DIRECTIONS FOR THIS TASK:
Omit all pictures, then retype exactly the lines from the one that contains "Point to the viaduct arch." through the end of the listing.

○ ○ ○

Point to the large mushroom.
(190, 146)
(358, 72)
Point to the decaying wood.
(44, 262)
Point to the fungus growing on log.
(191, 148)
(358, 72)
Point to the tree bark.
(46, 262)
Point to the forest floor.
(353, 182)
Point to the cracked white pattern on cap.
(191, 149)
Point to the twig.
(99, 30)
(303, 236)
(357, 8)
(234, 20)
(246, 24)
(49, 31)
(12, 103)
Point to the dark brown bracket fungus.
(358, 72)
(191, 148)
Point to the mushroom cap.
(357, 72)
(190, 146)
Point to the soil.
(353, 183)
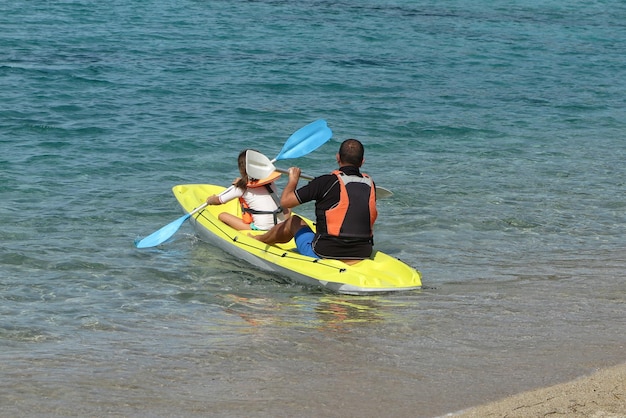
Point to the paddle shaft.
(381, 192)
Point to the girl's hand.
(213, 200)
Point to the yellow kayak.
(380, 273)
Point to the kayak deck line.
(380, 273)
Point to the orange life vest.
(355, 213)
(247, 212)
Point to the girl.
(259, 200)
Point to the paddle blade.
(305, 140)
(382, 193)
(258, 166)
(162, 234)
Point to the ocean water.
(499, 126)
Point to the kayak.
(380, 273)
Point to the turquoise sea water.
(499, 126)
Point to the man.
(345, 210)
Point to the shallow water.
(498, 128)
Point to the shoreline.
(599, 395)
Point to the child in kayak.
(259, 200)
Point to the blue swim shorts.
(304, 241)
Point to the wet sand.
(600, 395)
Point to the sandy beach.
(600, 395)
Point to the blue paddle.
(166, 232)
(300, 143)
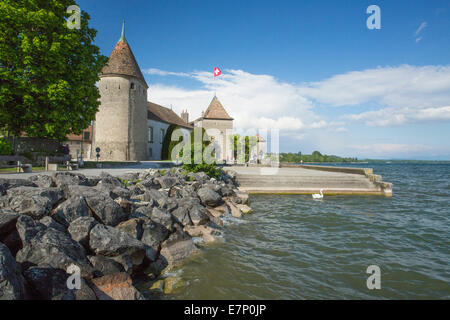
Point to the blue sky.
(311, 69)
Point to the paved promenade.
(304, 181)
(96, 171)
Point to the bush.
(210, 169)
(5, 147)
(168, 144)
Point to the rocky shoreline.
(113, 230)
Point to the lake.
(294, 247)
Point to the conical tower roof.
(216, 111)
(122, 61)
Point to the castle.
(127, 127)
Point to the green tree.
(48, 72)
(168, 144)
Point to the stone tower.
(120, 128)
(216, 117)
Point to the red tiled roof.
(122, 62)
(216, 111)
(160, 113)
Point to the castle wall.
(225, 128)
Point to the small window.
(150, 134)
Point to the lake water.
(294, 247)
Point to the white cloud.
(394, 116)
(159, 72)
(254, 101)
(341, 129)
(422, 26)
(403, 86)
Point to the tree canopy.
(48, 72)
(316, 156)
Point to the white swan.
(318, 195)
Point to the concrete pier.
(310, 179)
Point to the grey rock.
(28, 228)
(49, 283)
(35, 202)
(50, 223)
(68, 178)
(209, 197)
(175, 252)
(106, 178)
(80, 229)
(13, 242)
(182, 215)
(101, 205)
(167, 181)
(198, 215)
(119, 245)
(162, 217)
(70, 210)
(48, 246)
(201, 177)
(153, 236)
(133, 227)
(12, 283)
(7, 222)
(142, 212)
(105, 266)
(42, 181)
(14, 183)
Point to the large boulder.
(101, 205)
(163, 217)
(80, 229)
(198, 215)
(153, 236)
(69, 178)
(12, 283)
(48, 283)
(201, 177)
(32, 201)
(117, 286)
(14, 183)
(206, 233)
(104, 265)
(235, 211)
(176, 249)
(133, 227)
(209, 197)
(112, 242)
(48, 246)
(42, 181)
(106, 178)
(7, 222)
(70, 210)
(50, 223)
(167, 181)
(182, 215)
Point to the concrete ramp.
(308, 180)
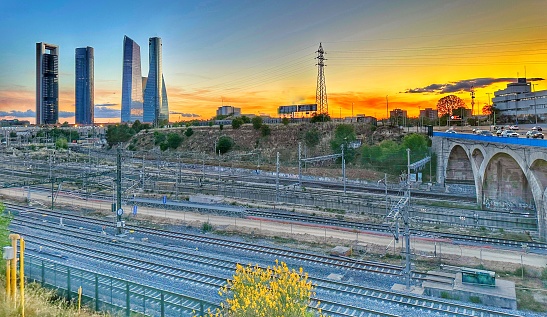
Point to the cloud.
(462, 85)
(105, 105)
(18, 114)
(187, 115)
(102, 111)
(66, 114)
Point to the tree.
(174, 140)
(245, 119)
(322, 117)
(257, 122)
(285, 121)
(237, 123)
(61, 143)
(447, 104)
(343, 135)
(265, 130)
(224, 144)
(271, 292)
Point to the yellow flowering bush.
(272, 292)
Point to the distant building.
(84, 86)
(519, 102)
(155, 106)
(47, 83)
(228, 111)
(429, 113)
(131, 82)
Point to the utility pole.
(119, 210)
(277, 177)
(343, 168)
(407, 223)
(535, 105)
(299, 164)
(472, 101)
(321, 91)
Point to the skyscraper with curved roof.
(155, 107)
(132, 101)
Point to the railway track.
(324, 286)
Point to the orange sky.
(267, 60)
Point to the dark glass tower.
(131, 82)
(84, 86)
(47, 83)
(156, 108)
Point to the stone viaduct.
(506, 174)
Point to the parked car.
(485, 133)
(509, 134)
(534, 134)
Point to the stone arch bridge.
(505, 173)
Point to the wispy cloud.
(186, 115)
(105, 105)
(462, 85)
(18, 114)
(106, 112)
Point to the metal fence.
(493, 139)
(110, 294)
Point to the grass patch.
(526, 301)
(41, 302)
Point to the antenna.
(472, 99)
(321, 92)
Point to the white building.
(228, 110)
(518, 101)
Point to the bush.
(274, 291)
(174, 140)
(257, 122)
(225, 144)
(61, 143)
(237, 123)
(159, 137)
(312, 138)
(265, 130)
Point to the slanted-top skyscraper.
(85, 86)
(131, 82)
(155, 106)
(47, 83)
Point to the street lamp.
(384, 181)
(535, 105)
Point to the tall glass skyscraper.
(131, 82)
(156, 108)
(47, 83)
(85, 86)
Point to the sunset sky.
(259, 55)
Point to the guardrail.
(106, 293)
(493, 139)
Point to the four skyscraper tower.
(152, 107)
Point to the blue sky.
(259, 55)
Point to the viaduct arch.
(506, 174)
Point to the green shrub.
(265, 130)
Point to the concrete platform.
(501, 295)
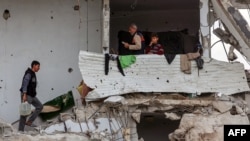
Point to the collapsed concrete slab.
(201, 117)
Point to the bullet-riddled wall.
(51, 31)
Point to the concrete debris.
(172, 116)
(198, 127)
(57, 137)
(222, 107)
(5, 129)
(115, 100)
(136, 115)
(201, 118)
(65, 116)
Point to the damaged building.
(154, 96)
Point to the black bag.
(199, 62)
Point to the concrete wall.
(51, 32)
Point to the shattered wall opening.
(156, 124)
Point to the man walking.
(28, 93)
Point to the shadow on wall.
(155, 125)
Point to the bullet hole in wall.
(76, 7)
(70, 70)
(6, 14)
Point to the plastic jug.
(25, 109)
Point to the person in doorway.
(154, 47)
(134, 45)
(28, 93)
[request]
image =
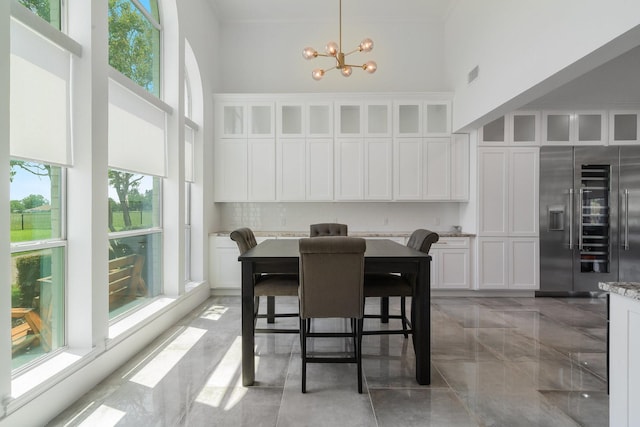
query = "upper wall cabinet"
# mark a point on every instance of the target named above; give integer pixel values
(519, 128)
(624, 127)
(407, 118)
(304, 119)
(349, 119)
(574, 128)
(377, 118)
(242, 120)
(416, 118)
(437, 118)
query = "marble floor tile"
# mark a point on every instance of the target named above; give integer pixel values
(495, 362)
(588, 409)
(420, 407)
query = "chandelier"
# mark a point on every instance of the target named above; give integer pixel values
(334, 50)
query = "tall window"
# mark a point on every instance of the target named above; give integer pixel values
(135, 240)
(37, 260)
(134, 41)
(40, 76)
(49, 10)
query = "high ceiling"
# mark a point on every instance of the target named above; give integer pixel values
(319, 10)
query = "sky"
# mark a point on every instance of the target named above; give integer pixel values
(25, 183)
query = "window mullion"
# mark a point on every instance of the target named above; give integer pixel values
(147, 15)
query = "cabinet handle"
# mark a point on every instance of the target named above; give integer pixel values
(580, 240)
(626, 220)
(571, 219)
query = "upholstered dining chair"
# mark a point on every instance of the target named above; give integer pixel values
(385, 285)
(331, 286)
(267, 285)
(327, 229)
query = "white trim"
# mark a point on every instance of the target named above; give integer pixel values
(147, 15)
(23, 15)
(129, 84)
(190, 123)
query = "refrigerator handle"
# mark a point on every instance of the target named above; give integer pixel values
(571, 218)
(580, 224)
(625, 246)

○ ○ ○

RESPONSE TO THE TASK:
Point to the viaduct arch.
(506, 174)
Point to the green shrub.
(265, 130)
Point to the concrete platform.
(501, 295)
Point to the collapsed concrete slab.
(201, 117)
Point to the bullet-riddled wall.
(51, 31)
Point to the concrete debris.
(172, 116)
(198, 127)
(57, 137)
(222, 107)
(5, 129)
(115, 100)
(136, 115)
(201, 118)
(65, 116)
Point to the damaged building.
(154, 96)
Point to the black bag.
(199, 62)
Point to the concrete wall.
(51, 32)
Point to the shattered wall opening.
(156, 124)
Point to the man walking.
(28, 93)
Point to the shadow on wall.
(155, 125)
Point to the bullet hole in wall.
(76, 7)
(70, 70)
(6, 14)
Point to the plastic jug.
(25, 109)
Point to the person in doorway.
(154, 47)
(134, 45)
(28, 93)
[request]
image =
query = "upper wall cabinet"
# mark a point on every instance of the target named above; give integer pixel values
(519, 128)
(624, 127)
(407, 118)
(304, 119)
(349, 119)
(574, 128)
(377, 118)
(242, 120)
(416, 118)
(437, 118)
query = "marble floor tile"
# mark a point on every instance of the target named above; give integer pixel values
(495, 362)
(588, 409)
(420, 407)
query = "chandelier"
# mark a point on every instance of the target named above; give integer pixel values
(334, 50)
query = "tall window"
# mark a point on every instance of the target named above; give integer pixel values
(135, 240)
(37, 260)
(134, 41)
(40, 76)
(49, 10)
query = "high ceiling"
# mark a point on every instance of the target named above; give integer pixel values
(319, 10)
query = "sky"
# mark a point on every instance of the target named above; give integer pixel values
(25, 183)
query = "window mullion"
# mark a point on every instance of the target named above; give integer pixel values
(147, 15)
query = "cabinet handle"
# mark a point on every instance of the target named above; give integer pixel values
(580, 240)
(626, 220)
(571, 219)
query = "upholstered dining chair"
# mark a point on every instance of the target named above; give integer pixel values
(385, 285)
(331, 286)
(267, 285)
(327, 229)
query = "white trim"
# mark a point on every instance of the target named above; give integer pixel values
(147, 15)
(23, 15)
(129, 84)
(190, 123)
query = "refrigerator handle"
# mark a point on every instance of the target named above; give integer pixel values
(571, 218)
(580, 224)
(625, 246)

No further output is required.